Every line of the material below that contains the string "point" must appear in the answer.

§ **TASK INPUTS**
········
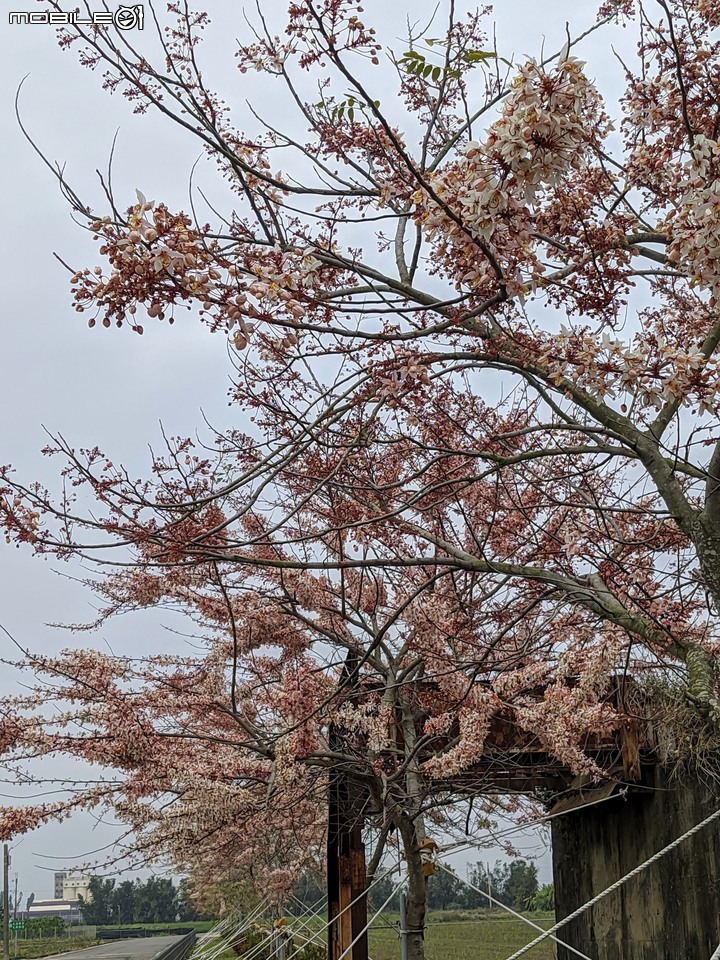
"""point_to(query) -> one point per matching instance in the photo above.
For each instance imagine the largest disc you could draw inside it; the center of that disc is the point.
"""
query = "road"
(140, 948)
········
§ **ANSWER TO THIS TASK**
"""point_to(query) -> one point per matching instance in the photo above.
For each instance imagine the largest disc you could draw inside it; the center of that disc is the point.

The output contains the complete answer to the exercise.